__WORK REQUIRED__
Write the next part of the interview with a memoir author about writing after a mother's Alzheimer's diagnosis, beginning right after its last sentence.

__EXCERPTED PASSAGE__
──────────────────────────────

Housework usually wins, since I need clean dishes and laundry and such. The marketing work is a close second, because money is good. The creative work suffers the most.

Honestly, I should sleep more. I should be sleeping right now. I am so tired.

Also he should sleep more.

Also he should sleep more.

 

Why do you write what you do?

My mom. I was a writer before my mom was diagnosed with early-onset Alzheimer’s Disease, but her disease added a deeper purpose and a sense of urgency to my writing. It also changed how I live my life. Knowing that the disease might be genetic, I made a conscious decision to experience more while I still could and capture those moments on the page — and that’s pretty much the whole story of my memoir.

Also because Alzheimer’s steals so much from a person, I wanted to give my mom the dignity of being remembered. This book is my way of maintaining her presence in the world. I didn’t want her to be like a Monet in the attic, something beautiful that is never seen again.

 

How does your work differ from the other works in the some area/genre?

My story is not quite a travel memoir and not quite a grief memoir. It’s something in between, and it’s different because it’s mine.

It was devastating to witness the degeneration of my mom — as each day moved forward, she was erased a little more — but it was also transformative for me.  Watching her die helped me learn how to live. I didn’t want to put things off anymore. I had to see the world, love radically, and collect memories. And in the process, I wanted to honor my mom by living out her dreams.

So I spent one year backpacking to 18 countries around the world, hiking the Inca Trail to Machu Picchu, whitewater rafting down the Nile, praying at an ashram in India, tending to abused elephants in Thailand, volunteering at a monkey park in the jungles of Bolivia, fleeing the Arab Spring in Egypt. My trip was made mostly solo, and it involved quitting my longtime journalism career, losing all sense of security, and leaving my newlywed husband in California for the first year of our marriage. It also meant rediscovering home and what it means to be part of a family.

 

How does your writing process work?

I don’t have a process anymore. In the two months since Everest arrived, all red-faced and hollering, I’ve felt the itch to write but I haven’t had much luck actually doing it. Some of it is a time issue, since this kid is super needy and refuses to pull his own weight around here — but mostly I can’t string together coherent thoughts anymore. My brain is blurry, and my hormones are pinging around like crazy. So I’ve been keeping notes, lists and snippets of things on my iPhone, things to tackle later when the mom fog dissipates and my body returns to normal.

──────────────────────────────

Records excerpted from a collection

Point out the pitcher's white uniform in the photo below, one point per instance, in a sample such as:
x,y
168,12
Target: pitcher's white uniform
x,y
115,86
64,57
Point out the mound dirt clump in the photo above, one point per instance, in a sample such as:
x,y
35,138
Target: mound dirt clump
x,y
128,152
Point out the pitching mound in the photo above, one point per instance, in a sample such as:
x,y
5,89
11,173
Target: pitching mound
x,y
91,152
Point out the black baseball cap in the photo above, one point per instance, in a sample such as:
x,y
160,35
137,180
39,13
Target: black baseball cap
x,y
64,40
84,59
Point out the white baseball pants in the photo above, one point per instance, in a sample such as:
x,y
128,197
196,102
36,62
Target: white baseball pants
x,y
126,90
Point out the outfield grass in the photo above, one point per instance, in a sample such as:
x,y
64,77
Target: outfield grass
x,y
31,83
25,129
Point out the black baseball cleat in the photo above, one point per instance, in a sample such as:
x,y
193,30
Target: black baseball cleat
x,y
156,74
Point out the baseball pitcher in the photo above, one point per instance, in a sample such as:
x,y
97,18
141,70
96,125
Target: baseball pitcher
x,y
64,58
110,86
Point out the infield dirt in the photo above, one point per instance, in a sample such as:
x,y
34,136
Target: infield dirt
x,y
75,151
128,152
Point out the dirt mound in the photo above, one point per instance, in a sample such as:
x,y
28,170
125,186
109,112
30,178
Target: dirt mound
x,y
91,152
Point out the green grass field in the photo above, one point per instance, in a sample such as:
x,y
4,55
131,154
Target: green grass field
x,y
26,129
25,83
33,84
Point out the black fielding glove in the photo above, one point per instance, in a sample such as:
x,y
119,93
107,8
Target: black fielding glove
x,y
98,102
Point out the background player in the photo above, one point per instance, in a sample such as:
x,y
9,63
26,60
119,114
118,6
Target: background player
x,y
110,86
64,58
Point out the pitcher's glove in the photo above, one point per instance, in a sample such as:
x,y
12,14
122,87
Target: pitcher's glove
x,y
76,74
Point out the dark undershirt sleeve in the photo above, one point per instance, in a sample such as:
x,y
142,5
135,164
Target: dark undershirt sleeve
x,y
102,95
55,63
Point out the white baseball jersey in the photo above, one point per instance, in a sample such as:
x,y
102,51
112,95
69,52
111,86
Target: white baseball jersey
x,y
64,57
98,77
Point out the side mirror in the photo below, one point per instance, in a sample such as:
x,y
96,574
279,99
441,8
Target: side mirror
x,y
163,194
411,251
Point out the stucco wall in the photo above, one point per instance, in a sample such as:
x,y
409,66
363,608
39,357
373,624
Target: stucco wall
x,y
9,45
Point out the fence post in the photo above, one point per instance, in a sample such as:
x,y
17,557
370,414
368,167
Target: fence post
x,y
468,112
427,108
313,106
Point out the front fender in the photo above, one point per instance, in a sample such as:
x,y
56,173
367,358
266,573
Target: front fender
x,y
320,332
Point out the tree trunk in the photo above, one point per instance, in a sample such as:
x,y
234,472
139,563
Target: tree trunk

──────────────────────────────

__EXERCISE RESPONSE__
Also he is loud. Have I mentioned that? It’s hard to write when your ear drums are shattered.

Some days are hard.

Yep.

 

At first I felt guilty about not writing. Then I remembered an amazing conversation I had with Attica Locke, back when I was eleventy months pregnant and about to pop. She said to put the work on a shelf. Let it sit there for a few months, maybe more. Focus on taking care of my baby and taking care of myself. “The work will wait,” she said. “The baby won’t.”

So that’s where I reside now. I can only handle one thing at a time that is demanding to be fed. Right now it’s a human. Eventually it’ll be my book.

 

Continuing the blog tour: I tag Heather Scott Partington and Leigh Raper, both incredible writers and friends from my MFA program.

About Heather: Heather Scott Partington was raised in California’s central valley. She teaches high school English and lives in Elk Grove, California, with her husband and two kids. Her writing has appeared at The Rumpus, Bookslut, The Nervous Breakdown and the Los Angeles Review of Books. Heather holds an MFA in fiction from UC Riverside’s Palm Desert Campus.

About Leigh: Leigh Raper writes both fiction and non-fiction and sometimes posts on her blog about pop culture at leighraper.com. Her work has appeared at Spilt Infinitive and in the Best of Spilt Anthology and on The Coachella Review blog. She is slightly obsessed with television, rocks out to classic ’80s hair metal, and plays fetch with a wicked smart Labrador Retriever. She lives in the hamlet of Palisades, NY, on a rural postal route 12 miles north of New York City.